GIVEN PROBLEM -
Reproduce word for word the part of the jupytext formatting thread below that opens with the words containing "There's a similar" and closes with "is properly formatted.".

DOCUMENT PASSAGE -
There's a similar request for quarto notebooks (#6140), and generally for Python code included in Markdown code blocks (#3792).
I think I'm looking at the same issue. We also use Myst Markdown notebooks in several projects and have been using the jupytext
ability to pipe code through black
to apply Python formatting:
$ jupytext --pipe black docs/source/users/pmodel/c3c4model.md
[jupytext] Reading docs/source/users/pmodel/c3c4model.md in format md
[jupytext] Executing black -
reformatted -
All done! ✨ 🍰 ✨
1 file reformatted.
[jupytext] Writing docs/source/users/pmodel/c3c4model.md in format md:myst
We have that as part of a pre-commit
hook to ensure that the code in our notebooks is properly formatted.
- repo: https://github.com/mwouts/jupytext
rev: v1.16.2
hooks:
- id: jupytext
args: [--pipe, black]
files: docs/source
additional_dependencies:
- black==24.4.2 # Matches hook
I haven't been able to work out exactly what happens, but the jupytext.cli
module provides a pipe_notebook
function that is used to round trip something (I think it must be just the code cell contents?) through black
.

DATA ROWS -
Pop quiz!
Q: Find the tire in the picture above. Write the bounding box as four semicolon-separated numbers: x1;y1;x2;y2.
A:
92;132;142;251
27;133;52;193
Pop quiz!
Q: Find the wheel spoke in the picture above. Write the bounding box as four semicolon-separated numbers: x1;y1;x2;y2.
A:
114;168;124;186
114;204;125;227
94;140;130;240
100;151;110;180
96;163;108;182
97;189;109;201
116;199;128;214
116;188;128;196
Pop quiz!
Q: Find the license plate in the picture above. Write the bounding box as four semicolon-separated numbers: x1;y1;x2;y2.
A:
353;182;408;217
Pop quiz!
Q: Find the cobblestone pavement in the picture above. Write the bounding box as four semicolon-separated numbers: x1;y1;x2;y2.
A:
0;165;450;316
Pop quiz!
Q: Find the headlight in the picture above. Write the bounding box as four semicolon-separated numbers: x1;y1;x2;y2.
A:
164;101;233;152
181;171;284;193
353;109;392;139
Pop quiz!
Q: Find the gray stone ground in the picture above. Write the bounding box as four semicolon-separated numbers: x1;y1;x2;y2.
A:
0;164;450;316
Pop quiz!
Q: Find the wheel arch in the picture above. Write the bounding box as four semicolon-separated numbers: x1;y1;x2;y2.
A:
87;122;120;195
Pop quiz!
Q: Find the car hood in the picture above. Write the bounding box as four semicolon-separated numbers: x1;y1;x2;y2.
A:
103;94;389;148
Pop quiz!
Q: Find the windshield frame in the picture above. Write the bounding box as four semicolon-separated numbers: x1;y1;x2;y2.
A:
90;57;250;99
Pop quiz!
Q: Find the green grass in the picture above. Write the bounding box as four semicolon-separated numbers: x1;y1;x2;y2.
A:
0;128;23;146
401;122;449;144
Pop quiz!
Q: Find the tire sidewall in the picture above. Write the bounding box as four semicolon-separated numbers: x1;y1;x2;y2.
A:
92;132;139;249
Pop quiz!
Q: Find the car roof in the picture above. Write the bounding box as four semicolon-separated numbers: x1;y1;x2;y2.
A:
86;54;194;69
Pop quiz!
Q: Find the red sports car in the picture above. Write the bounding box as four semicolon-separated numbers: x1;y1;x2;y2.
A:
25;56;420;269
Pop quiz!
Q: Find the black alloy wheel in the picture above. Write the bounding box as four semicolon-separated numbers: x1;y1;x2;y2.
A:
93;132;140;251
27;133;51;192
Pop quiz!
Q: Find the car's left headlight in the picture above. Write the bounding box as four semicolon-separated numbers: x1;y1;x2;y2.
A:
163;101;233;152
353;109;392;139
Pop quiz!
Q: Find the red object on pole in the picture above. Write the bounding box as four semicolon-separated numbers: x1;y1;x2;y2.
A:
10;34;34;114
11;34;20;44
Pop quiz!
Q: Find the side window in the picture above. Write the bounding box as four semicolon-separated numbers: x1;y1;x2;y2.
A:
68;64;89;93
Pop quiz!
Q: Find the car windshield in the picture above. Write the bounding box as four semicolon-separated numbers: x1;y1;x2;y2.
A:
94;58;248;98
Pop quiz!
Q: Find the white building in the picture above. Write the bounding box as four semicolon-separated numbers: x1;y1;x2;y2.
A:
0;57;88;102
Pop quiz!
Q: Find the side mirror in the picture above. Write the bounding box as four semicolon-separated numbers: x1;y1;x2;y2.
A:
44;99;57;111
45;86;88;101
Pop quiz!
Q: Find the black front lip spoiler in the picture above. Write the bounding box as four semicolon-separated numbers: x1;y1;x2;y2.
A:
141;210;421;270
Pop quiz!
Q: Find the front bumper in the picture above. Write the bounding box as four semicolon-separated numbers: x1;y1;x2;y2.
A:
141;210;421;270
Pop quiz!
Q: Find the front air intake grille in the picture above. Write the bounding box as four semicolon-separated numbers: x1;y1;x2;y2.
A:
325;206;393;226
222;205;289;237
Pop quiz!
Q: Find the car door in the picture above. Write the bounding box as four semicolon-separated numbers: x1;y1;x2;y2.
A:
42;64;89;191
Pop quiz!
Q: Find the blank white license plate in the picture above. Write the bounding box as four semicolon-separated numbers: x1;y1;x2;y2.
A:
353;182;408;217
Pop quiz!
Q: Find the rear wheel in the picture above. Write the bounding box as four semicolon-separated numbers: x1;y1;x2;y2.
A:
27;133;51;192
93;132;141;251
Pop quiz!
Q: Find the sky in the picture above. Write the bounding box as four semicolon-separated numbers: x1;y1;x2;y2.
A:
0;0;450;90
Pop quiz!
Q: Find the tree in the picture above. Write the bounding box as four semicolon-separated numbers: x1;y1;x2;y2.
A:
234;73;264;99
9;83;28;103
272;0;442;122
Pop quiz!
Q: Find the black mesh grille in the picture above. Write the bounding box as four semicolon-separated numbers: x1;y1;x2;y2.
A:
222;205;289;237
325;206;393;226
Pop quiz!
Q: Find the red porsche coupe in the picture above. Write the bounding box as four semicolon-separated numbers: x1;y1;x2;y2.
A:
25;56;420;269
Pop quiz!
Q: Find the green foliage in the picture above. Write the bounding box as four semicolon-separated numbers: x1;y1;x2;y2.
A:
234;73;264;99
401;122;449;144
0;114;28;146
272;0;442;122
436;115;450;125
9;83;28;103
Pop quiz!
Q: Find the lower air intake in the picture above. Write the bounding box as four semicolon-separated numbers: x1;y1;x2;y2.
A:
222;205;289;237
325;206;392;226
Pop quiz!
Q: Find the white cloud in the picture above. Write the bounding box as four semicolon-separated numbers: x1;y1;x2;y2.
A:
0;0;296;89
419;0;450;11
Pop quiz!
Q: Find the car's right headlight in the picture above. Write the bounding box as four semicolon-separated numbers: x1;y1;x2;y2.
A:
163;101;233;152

EXPECTED ANSWER -
There's a similar request for quarto notebooks (#6140), and generally for Python code included in Markdown code blocks (#3792).
I think I'm looking at the same issue. We also use Myst Markdown notebooks in several projects and have been using the jupytext
ability to pipe code through black
to apply Python formatting:
$ jupytext --pipe black docs/source/users/pmodel/c3c4model.md
[jupytext] Reading docs/source/users/pmodel/c3c4model.md in format md
[jupytext] Executing black -
reformatted -
All done! ✨ 🍰 ✨
1 file reformatted.
[jupytext] Writing docs/source/users/pmodel/c3c4model.md in format md:myst
We have that as part of a pre-commit
hook to ensure that the code in our notebooks is properly formatted.